Requests –
(1) Please list every factor that the text on building envelopes says has led many design professionals to place buildings below grade and cover parts of them with vegetation.
(2) Print the passage of the text on building envelopes that begins at the words "To complicate the" and ends after the words "and building owners.".

Selected text –
---
Escalating land costs, parking requirements, urban heat island effects, the desire to be “green” and various requirements to store runoff water on site have led many design professionals to place buildings below grade and cover parts of them with vegetation. These energy and environmental conservation techniques have brought a heightened awareness to the thermal and moisture protection envelope of a building. Coupled with these “green” concepts, the government is requiring tighter building envelopes to reduce air transport, thus reducing heating and cooling costs. Placement of air barriers and waterproofing layers need to be carefully integrated with insulation and vapor retarders to ensure good long term performance because condensation issues can occur when placement is incorrect.

Water is frequently referred to as the universal solvent. Given enough time, it breaks down most substances and man-made environments. Water enters buildings in either or both its liquid or gaseous state. Liquid water entry above or below grade is usually through envelope construction defects. Water vapor enters through building envelope defects in the air barrier and through planned areas, such as (doors) and unrealized openings, such as internal joints, cracks, gaps and  breathable building materials such as concrete, masonry, or wood.

To complicate the demands on the design professional, buildings today are built faster, tend to be lighter, have less envelope layers, and are constructed with materials more sensitive to moisture absorption. The days of thick stone wall sections, multiple layers of brick, clay tile or masonry withes are generally past. Less structure, more insulation and an air/vapor barrier are common requirements for residential, commercial, institutional and other habitable and storage space requirements. These factors, in large part, contribute to making water leakage claims high on the list of frequent litigation issues by homeowners, condominium associations, governmental agencies, and building owners.
---
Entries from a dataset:
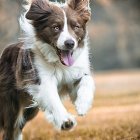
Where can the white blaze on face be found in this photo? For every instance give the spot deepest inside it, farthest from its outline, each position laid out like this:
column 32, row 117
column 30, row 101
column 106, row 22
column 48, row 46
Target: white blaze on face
column 65, row 35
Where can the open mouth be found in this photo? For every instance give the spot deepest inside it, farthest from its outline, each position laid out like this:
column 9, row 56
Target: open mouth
column 65, row 56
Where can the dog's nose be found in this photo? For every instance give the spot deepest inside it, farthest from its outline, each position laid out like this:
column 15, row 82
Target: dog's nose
column 69, row 44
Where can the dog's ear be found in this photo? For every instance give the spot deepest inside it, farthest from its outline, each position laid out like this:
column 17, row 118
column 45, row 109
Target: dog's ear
column 38, row 10
column 82, row 7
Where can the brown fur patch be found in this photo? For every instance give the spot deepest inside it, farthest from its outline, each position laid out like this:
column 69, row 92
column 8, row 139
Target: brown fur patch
column 13, row 99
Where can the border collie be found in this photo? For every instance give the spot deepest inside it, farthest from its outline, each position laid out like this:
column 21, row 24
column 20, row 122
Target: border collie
column 52, row 58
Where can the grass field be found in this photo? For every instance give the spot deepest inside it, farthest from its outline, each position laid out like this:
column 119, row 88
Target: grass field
column 114, row 116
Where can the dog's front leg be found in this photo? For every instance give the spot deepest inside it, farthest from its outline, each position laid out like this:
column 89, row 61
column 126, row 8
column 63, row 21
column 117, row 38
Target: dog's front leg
column 49, row 101
column 85, row 93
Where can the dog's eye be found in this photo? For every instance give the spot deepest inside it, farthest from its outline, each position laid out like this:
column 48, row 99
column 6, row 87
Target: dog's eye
column 77, row 27
column 56, row 28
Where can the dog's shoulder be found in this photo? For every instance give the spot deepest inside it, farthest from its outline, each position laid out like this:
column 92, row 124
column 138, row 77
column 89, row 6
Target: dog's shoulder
column 10, row 53
column 18, row 61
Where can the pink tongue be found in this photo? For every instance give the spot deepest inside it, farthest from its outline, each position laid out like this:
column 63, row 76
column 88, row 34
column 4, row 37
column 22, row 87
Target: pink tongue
column 66, row 56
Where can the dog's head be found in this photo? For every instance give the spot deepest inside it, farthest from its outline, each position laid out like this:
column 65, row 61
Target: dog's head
column 62, row 26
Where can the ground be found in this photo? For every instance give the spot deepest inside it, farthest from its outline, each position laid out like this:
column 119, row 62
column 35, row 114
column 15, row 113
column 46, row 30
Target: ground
column 115, row 114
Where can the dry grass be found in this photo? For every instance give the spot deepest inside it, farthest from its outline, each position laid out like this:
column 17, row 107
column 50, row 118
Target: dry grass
column 115, row 115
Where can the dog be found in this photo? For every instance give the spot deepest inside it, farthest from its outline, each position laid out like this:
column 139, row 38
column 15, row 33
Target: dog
column 52, row 57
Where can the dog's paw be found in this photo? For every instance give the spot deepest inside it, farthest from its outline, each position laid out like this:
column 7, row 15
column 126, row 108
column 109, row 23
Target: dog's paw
column 62, row 121
column 82, row 108
column 67, row 125
column 67, row 122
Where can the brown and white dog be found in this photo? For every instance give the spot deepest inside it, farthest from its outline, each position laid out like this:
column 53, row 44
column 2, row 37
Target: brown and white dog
column 53, row 56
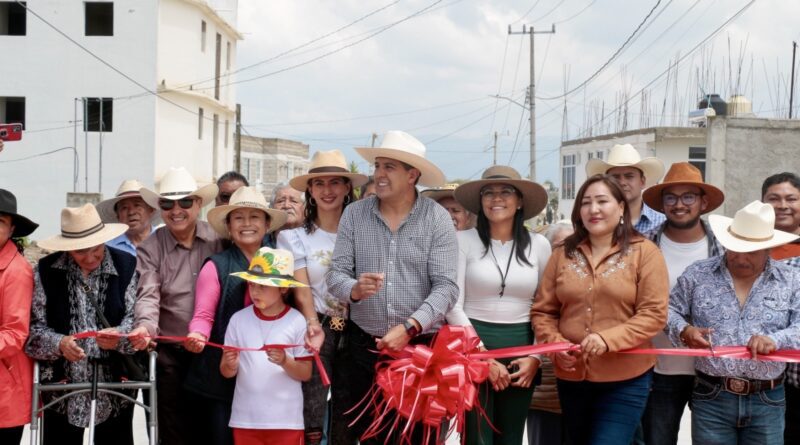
---
Task-by-task solutions –
(1)
- Escalating land costs
- Parking requirements
- Urban heat island effects
- The desire to be “green”
- Various requirements to store runoff water on site

(2)
To complicate the demands on the design professional, buildings today are built faster, tend to be lighter, have less envelope layers, and are constructed with materials more sensitive to moisture absorption. The days of thick stone wall sections, multiple layers of brick, clay tile or masonry withes are generally past. Less structure, more insulation and an air/vapor barrier are common requirements for residential, commercial, institutional and other habitable and storage space requirements. These factors, in large part, contribute to making water leakage claims high on the list of frequent litigation issues by homeowners, condominium associations, governmental agencies, and building owners.